# Brief
Print the line that contains "Flag each coffee" and every line that follows it in the data below, ending with the final line; include nothing else.

# Information provided
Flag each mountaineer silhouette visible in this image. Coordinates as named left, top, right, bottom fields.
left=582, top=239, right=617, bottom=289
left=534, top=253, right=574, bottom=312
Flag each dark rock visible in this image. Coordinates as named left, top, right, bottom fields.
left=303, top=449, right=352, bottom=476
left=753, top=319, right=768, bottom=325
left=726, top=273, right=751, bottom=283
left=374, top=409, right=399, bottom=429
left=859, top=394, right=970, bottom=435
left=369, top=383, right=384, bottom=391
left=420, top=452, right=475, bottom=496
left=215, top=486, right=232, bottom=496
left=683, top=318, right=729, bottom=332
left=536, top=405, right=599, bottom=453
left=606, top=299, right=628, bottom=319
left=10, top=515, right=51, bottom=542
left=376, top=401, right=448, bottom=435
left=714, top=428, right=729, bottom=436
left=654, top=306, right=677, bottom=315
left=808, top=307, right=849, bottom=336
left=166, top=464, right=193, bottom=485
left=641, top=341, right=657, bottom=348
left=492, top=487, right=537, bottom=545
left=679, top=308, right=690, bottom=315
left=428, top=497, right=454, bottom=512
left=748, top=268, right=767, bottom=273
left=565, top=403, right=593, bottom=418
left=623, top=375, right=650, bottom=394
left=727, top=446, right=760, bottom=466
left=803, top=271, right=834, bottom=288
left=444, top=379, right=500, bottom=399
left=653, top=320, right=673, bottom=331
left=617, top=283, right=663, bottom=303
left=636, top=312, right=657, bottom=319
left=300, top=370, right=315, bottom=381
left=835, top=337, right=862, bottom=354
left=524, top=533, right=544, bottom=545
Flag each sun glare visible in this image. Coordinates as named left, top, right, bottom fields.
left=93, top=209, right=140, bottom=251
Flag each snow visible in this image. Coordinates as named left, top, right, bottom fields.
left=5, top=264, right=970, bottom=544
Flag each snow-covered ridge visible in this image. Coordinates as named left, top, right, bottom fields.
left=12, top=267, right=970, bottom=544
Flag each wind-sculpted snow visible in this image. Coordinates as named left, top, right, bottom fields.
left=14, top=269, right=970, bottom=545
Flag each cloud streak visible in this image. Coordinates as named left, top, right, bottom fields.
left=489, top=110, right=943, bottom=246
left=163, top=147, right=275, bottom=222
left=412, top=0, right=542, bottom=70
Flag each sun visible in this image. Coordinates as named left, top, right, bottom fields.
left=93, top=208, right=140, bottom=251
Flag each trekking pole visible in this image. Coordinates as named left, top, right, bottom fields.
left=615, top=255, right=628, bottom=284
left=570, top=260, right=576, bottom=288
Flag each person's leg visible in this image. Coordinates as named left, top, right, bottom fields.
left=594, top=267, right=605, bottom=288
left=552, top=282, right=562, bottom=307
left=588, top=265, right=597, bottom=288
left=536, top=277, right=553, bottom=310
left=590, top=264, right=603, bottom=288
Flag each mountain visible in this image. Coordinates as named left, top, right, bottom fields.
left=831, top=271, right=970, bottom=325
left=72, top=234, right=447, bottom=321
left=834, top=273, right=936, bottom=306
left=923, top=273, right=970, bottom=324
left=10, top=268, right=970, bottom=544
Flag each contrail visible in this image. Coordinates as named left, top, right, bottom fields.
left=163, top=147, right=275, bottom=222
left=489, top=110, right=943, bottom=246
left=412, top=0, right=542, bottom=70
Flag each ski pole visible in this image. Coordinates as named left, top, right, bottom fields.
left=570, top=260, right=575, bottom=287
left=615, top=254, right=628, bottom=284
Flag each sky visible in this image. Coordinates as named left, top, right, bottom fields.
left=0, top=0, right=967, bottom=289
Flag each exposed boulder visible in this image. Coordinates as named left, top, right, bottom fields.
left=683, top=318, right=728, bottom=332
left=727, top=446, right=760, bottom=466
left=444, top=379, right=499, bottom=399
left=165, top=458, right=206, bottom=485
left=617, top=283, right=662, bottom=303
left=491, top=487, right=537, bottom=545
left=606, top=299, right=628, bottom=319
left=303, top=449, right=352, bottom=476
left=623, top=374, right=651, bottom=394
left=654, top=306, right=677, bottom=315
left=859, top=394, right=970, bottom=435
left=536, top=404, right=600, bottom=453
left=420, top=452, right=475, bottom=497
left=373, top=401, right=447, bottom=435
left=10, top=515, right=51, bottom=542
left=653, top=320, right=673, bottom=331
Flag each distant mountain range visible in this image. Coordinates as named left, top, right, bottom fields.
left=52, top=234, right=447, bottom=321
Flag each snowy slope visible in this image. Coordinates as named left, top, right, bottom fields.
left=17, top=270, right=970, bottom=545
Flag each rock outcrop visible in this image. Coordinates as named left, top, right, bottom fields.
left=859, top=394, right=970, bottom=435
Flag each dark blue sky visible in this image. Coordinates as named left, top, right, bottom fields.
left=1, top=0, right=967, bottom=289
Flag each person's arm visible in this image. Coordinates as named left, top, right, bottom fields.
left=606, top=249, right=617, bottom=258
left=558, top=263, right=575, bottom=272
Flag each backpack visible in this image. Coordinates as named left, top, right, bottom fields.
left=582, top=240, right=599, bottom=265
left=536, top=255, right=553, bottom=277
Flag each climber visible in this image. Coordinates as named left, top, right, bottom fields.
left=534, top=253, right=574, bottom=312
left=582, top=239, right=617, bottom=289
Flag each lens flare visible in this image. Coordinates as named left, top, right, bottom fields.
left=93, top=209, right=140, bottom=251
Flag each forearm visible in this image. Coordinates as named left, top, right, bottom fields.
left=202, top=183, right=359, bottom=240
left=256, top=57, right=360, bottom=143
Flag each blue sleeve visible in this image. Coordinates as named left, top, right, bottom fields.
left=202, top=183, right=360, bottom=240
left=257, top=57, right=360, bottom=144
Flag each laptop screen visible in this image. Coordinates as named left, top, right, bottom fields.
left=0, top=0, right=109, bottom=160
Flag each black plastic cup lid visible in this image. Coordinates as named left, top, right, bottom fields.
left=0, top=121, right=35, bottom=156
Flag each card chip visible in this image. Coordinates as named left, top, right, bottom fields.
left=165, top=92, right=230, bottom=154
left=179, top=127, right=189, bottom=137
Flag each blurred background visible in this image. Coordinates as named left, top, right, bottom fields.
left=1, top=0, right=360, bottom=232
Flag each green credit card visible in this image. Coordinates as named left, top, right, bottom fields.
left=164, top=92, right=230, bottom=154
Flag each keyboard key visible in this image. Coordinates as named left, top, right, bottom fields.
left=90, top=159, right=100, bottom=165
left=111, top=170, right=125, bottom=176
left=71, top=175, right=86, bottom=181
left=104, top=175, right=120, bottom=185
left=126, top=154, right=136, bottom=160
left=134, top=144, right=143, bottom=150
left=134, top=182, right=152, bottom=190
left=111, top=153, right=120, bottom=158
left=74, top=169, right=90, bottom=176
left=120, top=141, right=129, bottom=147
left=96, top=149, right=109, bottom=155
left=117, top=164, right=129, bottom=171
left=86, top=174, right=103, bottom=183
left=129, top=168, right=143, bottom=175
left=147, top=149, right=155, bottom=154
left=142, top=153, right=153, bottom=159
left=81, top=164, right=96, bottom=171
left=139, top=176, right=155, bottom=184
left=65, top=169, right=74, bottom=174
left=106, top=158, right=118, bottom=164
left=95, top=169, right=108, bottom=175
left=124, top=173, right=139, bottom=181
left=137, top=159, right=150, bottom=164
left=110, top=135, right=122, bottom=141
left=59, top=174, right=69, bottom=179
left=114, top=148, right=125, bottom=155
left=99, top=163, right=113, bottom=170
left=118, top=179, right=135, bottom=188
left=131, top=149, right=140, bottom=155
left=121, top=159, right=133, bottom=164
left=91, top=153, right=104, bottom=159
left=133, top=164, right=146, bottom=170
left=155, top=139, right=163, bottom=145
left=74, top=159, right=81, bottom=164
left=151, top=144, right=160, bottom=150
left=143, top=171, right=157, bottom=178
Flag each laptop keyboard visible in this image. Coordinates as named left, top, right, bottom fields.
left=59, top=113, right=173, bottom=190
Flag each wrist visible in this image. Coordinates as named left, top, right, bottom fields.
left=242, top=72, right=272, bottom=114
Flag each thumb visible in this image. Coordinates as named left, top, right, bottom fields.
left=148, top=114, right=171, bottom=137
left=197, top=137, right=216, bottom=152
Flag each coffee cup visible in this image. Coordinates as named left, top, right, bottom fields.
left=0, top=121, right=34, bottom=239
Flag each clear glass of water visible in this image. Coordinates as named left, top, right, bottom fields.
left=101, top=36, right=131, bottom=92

# Problem solution
Flag each coffee cup visible in this image. Coordinates as named left, top, right, bottom fields.
left=0, top=121, right=34, bottom=239
Flag each clear glass of water visible in this image. Coordinates as named left, top, right, bottom fields.
left=101, top=36, right=131, bottom=92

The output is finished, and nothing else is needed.